SOURCE PASSAGE:
-- Opening Marker --

Pantomimic drama brings cultural narrative of River's indigenes to life
People ought to consider whether they are ready for the culture shock, the masquerades, colourfully dressed royalties and rigorous dancing.
In "Seki", the acting by members of the community on the open, exposed stage displays a vigorous freedom, as well as a proud display of heritage and independence in their accepted norms of behaviour.
Seki holds its own in a very Royal Court way. In that, people ought to consider whether they are ready for the culture shock, the masquerades, colourfully dressed royalties and rigorous dancing.
Really, we should have expected nothing else from Yibo Koko and Bolanle Austin Peters as they collaborated on smashing sensibilities with this play.
The narrative stems from the vault of the oral tradition and predominantly the pantheons of the Ijaws. This play focuses on two fishermen who became stupefied by the weird, unusual, admix of mysterious sights and drumbeats of the gods. They, the protagonist, abandon their initial pursuit and mobilize the community to narrate their unique experience at sea and in the process present a parody of a re-enacment to the amazement of the locals.
Then the audience was treated to a colourful parade of masquerades, beautiful maidens, skillful drumming and intelligent acting.
It is critical to state that as a pantomimic dramatized dance, the narration by the fishermen borrows exclusively from comic spirit in that, the fishermen in recounting their experience at sea, had conflicting perspectives. Laughter is evoke through deliberate exaggeration, stupidity, skewed expressions and body language.

-- Closing Marker --

TASK DESCRIPTION:
Resume the review of the dance drama Seki, continuing directly after its final sentence.

PROVIDED MATERIAL:
-- Opening Marker --

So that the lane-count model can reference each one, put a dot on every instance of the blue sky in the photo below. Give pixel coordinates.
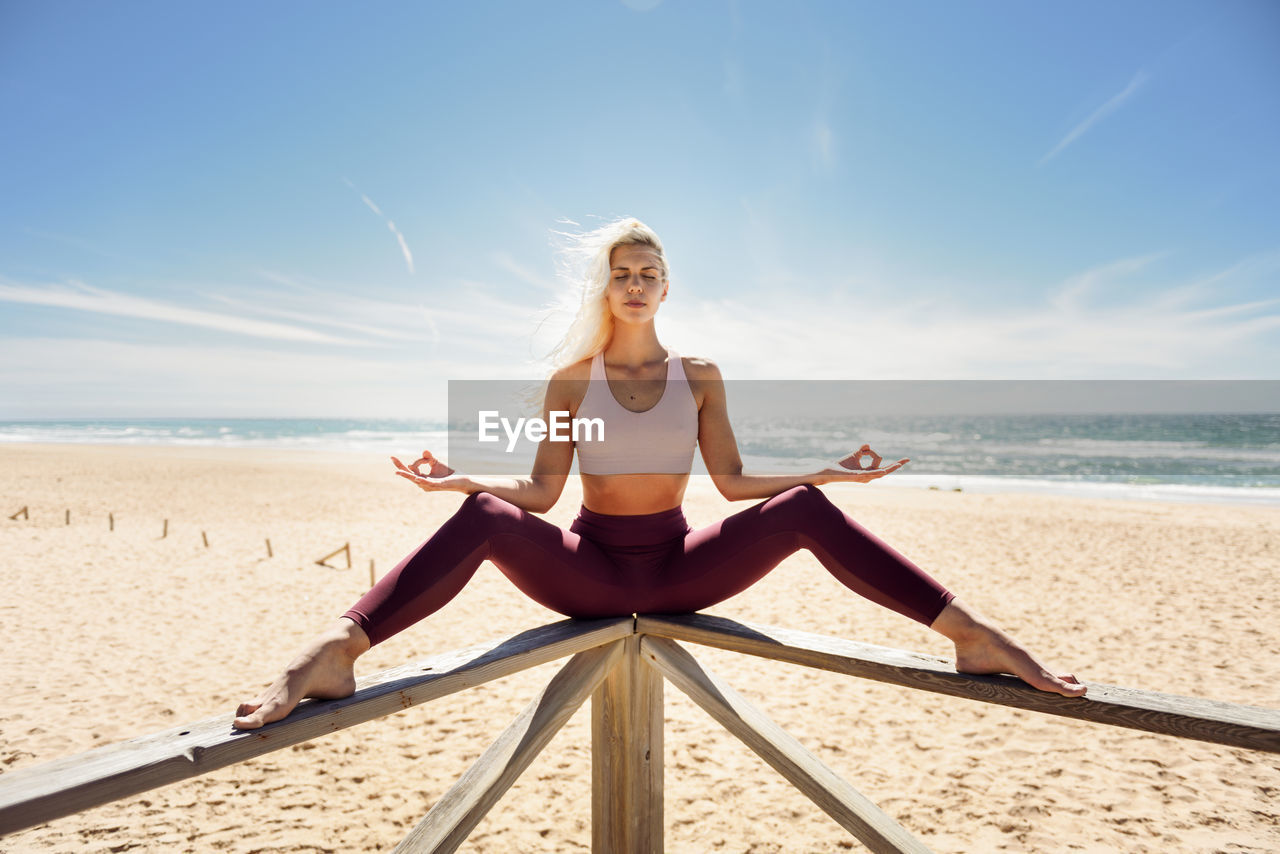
(319, 209)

-- Closing Marker --

WRITTEN REPLY:
However, I do not agree with Yibo Koko on tracing the American Tap dance to the Lower Niger Delta area of Nigeria with Seki. Americans never claimed ownership of tap dancing rather it all started with the African slaves working on plantations.
The early slave trade in America resulted in a rhythmic collision of cultures. In which, slaveholders already fearful of revolt, began to panic when it was discovered that Africans could communicate with each other in code through the use of drums and other native instruments. Africans held on to their traditional rhythms by transferring them to their feet. The skill of tapping out complex rhythmic passages was widely developed, and a subtle, intricate and vital physical code of expression was born.
By the mid-nineteenth century, African Americans had combined their footwork with Irish and British clogging steps to create a style called "Buck and Wing," which would eventually become Modern Tap Dance.
Not to digress into history so much, the play, "Seki" involves a dance drama originally created in 1998 as Owu-Amapu-Ti in Atlanta, Georgia. The play is a collaborative rhythmic agreement of dance patterns of different ceremonial dance groups predominantly from the Okirika, Kalabari, Bonny and Ikwerre ethnic groups in the Lower Niger Delta Area of Rivers State, Nigeria.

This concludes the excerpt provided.